*THE TASK*:
With pictures omitted, restate the data word for word.
===== DATA TO PROCESS =====
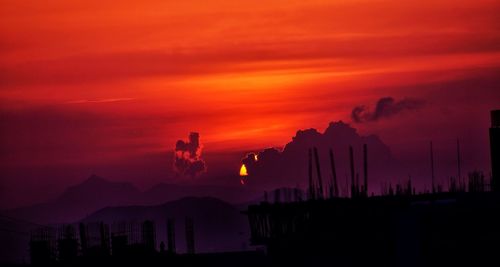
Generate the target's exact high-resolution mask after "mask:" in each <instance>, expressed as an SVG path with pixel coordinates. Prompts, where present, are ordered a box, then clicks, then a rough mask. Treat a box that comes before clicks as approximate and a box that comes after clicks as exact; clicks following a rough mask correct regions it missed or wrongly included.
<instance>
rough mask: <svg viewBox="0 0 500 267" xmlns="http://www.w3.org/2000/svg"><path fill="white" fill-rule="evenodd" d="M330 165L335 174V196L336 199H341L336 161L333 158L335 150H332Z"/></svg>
mask: <svg viewBox="0 0 500 267" xmlns="http://www.w3.org/2000/svg"><path fill="white" fill-rule="evenodd" d="M330 165H331V167H332V174H333V196H334V197H339V196H340V194H339V187H338V184H337V170H336V169H335V159H334V157H333V150H332V149H330Z"/></svg>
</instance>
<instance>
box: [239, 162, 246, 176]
mask: <svg viewBox="0 0 500 267" xmlns="http://www.w3.org/2000/svg"><path fill="white" fill-rule="evenodd" d="M240 176H248V172H247V167H246V166H245V164H242V165H241V168H240Z"/></svg>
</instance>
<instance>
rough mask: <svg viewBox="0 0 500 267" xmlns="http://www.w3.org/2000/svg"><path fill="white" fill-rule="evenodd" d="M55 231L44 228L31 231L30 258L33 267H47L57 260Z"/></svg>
mask: <svg viewBox="0 0 500 267" xmlns="http://www.w3.org/2000/svg"><path fill="white" fill-rule="evenodd" d="M55 240H56V235H55V230H54V229H53V228H50V227H43V228H39V229H35V230H33V231H31V235H30V244H29V246H30V258H31V265H35V266H47V265H50V264H51V263H53V262H54V261H55V260H56V249H55Z"/></svg>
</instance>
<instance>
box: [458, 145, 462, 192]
mask: <svg viewBox="0 0 500 267" xmlns="http://www.w3.org/2000/svg"><path fill="white" fill-rule="evenodd" d="M460 165H461V160H460V140H459V139H457V167H458V185H459V188H460V187H461V186H462V169H461V166H460Z"/></svg>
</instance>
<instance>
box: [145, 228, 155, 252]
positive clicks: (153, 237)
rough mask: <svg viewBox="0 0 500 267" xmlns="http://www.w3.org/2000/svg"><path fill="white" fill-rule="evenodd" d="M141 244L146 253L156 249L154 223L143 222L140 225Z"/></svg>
mask: <svg viewBox="0 0 500 267" xmlns="http://www.w3.org/2000/svg"><path fill="white" fill-rule="evenodd" d="M142 243H143V244H144V247H145V248H146V250H148V251H154V250H155V249H156V227H155V224H154V222H152V221H145V222H143V223H142Z"/></svg>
=====
*ANSWER FOR THE TASK*:
Generate the target's exact high-resolution mask after "mask:" in each <instance>, expressed as an SVG path with pixel coordinates. Prompts, where present, are ordered a box, then clicks, then a rough mask. Treat a box that comes before clicks as approximate and a box that comes after clicks as exact; clicks following a rough mask correct regions it missed or wrongly included.
<instance>
rough mask: <svg viewBox="0 0 500 267" xmlns="http://www.w3.org/2000/svg"><path fill="white" fill-rule="evenodd" d="M330 165L335 174V196L336 199H341L336 161L333 158L335 150H332Z"/></svg>
mask: <svg viewBox="0 0 500 267" xmlns="http://www.w3.org/2000/svg"><path fill="white" fill-rule="evenodd" d="M330 165H331V167H332V174H333V196H334V197H339V196H340V194H339V187H338V184H337V170H336V169H335V159H334V157H333V150H332V149H330Z"/></svg>
</instance>
<instance>
box: [239, 162, 246, 176]
mask: <svg viewBox="0 0 500 267" xmlns="http://www.w3.org/2000/svg"><path fill="white" fill-rule="evenodd" d="M240 176H248V172H247V167H246V166H245V164H242V165H241V168H240Z"/></svg>
</instance>
<instance>
rough mask: <svg viewBox="0 0 500 267" xmlns="http://www.w3.org/2000/svg"><path fill="white" fill-rule="evenodd" d="M55 231L44 228L31 231L30 258L33 267H47L57 260Z"/></svg>
mask: <svg viewBox="0 0 500 267" xmlns="http://www.w3.org/2000/svg"><path fill="white" fill-rule="evenodd" d="M55 240H56V235H55V230H54V229H53V228H50V227H43V228H39V229H35V230H33V231H31V235H30V244H29V246H30V258H31V265H35V266H47V265H50V264H51V263H53V262H54V261H55V260H56V249H55Z"/></svg>
</instance>
<instance>
box: [458, 145, 462, 192]
mask: <svg viewBox="0 0 500 267" xmlns="http://www.w3.org/2000/svg"><path fill="white" fill-rule="evenodd" d="M460 165H461V160H460V140H459V139H457V167H458V185H459V188H460V187H461V186H462V169H461V166H460Z"/></svg>
</instance>
<instance>
box: [145, 228, 155, 252]
positive clicks: (153, 237)
rough mask: <svg viewBox="0 0 500 267" xmlns="http://www.w3.org/2000/svg"><path fill="white" fill-rule="evenodd" d="M141 244L146 253L156 249L154 223L143 222L140 225Z"/></svg>
mask: <svg viewBox="0 0 500 267" xmlns="http://www.w3.org/2000/svg"><path fill="white" fill-rule="evenodd" d="M142 243H143V244H144V247H145V248H146V250H148V251H154V250H155V249H156V227H155V224H154V222H152V221H145V222H143V223H142Z"/></svg>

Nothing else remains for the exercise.